- _SET TASK_:
Could you reproduce the listing starting at the line containing "the road, the" and ending at the line containing "[[407, 336], [47, 385]]", renaming "noun phrase" to "search term" and leaving everything else unchanged?

- _ITEMS_:
******

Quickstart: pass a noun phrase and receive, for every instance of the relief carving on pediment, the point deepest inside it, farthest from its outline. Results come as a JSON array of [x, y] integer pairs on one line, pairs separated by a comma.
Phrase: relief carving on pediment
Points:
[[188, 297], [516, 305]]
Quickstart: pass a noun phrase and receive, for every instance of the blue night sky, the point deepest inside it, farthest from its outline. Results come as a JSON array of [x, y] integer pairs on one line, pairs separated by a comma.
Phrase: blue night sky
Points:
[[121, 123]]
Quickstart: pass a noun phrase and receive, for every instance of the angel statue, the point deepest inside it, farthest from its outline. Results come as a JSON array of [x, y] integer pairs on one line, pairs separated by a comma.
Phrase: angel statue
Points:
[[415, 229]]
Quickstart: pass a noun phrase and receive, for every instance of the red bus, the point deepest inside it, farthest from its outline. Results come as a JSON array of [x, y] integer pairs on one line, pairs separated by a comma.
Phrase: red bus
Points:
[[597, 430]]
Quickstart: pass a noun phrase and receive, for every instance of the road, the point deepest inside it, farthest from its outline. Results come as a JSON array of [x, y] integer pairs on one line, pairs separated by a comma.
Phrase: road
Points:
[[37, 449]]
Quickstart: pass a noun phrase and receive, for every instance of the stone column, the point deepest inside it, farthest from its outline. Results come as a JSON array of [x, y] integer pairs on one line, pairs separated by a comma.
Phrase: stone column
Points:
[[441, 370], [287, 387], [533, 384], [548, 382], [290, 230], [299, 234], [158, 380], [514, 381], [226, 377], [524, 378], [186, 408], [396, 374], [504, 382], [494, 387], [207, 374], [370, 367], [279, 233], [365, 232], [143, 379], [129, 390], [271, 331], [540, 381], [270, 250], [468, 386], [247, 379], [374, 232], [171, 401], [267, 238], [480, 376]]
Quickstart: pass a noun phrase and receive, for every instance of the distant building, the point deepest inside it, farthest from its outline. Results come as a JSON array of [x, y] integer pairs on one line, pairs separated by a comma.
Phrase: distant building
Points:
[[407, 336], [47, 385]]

******

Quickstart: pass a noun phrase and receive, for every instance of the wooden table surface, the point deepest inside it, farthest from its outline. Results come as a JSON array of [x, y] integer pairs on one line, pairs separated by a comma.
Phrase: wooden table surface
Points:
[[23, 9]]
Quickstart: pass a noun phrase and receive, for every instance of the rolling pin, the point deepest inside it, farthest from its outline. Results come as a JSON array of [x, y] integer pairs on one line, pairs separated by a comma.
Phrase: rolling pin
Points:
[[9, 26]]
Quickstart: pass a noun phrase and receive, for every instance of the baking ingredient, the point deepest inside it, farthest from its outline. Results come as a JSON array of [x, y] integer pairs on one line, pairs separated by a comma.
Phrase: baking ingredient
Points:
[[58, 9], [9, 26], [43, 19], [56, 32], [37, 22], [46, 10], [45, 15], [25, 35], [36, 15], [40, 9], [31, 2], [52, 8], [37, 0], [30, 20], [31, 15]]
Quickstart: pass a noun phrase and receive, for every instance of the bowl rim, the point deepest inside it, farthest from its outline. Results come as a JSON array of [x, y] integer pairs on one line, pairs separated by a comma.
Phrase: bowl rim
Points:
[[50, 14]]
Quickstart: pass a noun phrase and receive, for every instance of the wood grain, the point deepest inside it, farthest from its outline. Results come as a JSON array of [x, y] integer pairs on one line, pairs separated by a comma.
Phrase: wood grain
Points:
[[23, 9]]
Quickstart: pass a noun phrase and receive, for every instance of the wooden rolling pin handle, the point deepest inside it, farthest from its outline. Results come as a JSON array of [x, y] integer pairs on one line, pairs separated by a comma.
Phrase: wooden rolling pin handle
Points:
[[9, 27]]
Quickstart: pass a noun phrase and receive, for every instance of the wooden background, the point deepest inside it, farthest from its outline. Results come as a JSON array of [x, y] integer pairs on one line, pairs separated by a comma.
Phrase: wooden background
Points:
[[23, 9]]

******

- _SOLUTION FOR THIS PROBLEM_:
Quickstart: pass a search term and receive, for every instance of the road, the point deepest inside it, farthest from its outline. Results come as a JSON array of [x, y] integer pairs on one line, pairs separated by a comma.
Phrase: road
Points:
[[37, 449]]
Quickstart: pass a search term and receive, for every instance of the stone column, the point deepest inside it, farthest from its outline. Results come as a JSON array of [x, y] integer pairs on one line, pairs separated by a comma.
Phrase: stone column
Points:
[[441, 370], [287, 387], [533, 384], [548, 382], [290, 230], [299, 234], [158, 380], [514, 381], [226, 377], [524, 378], [186, 408], [396, 374], [504, 382], [494, 387], [207, 374], [370, 367], [279, 233], [365, 232], [143, 379], [129, 390], [271, 331], [540, 381], [270, 250], [468, 386], [247, 379], [374, 232], [171, 401], [267, 238], [480, 376]]
Quickstart: pass a search term and receive, for every instance of the distant building, the point deepest inside it, farthest from its outline. Results come as a JSON array of [x, y] integer pairs on one line, pairs separated by a comma.
Phrase: distant building
Points:
[[407, 336], [47, 385]]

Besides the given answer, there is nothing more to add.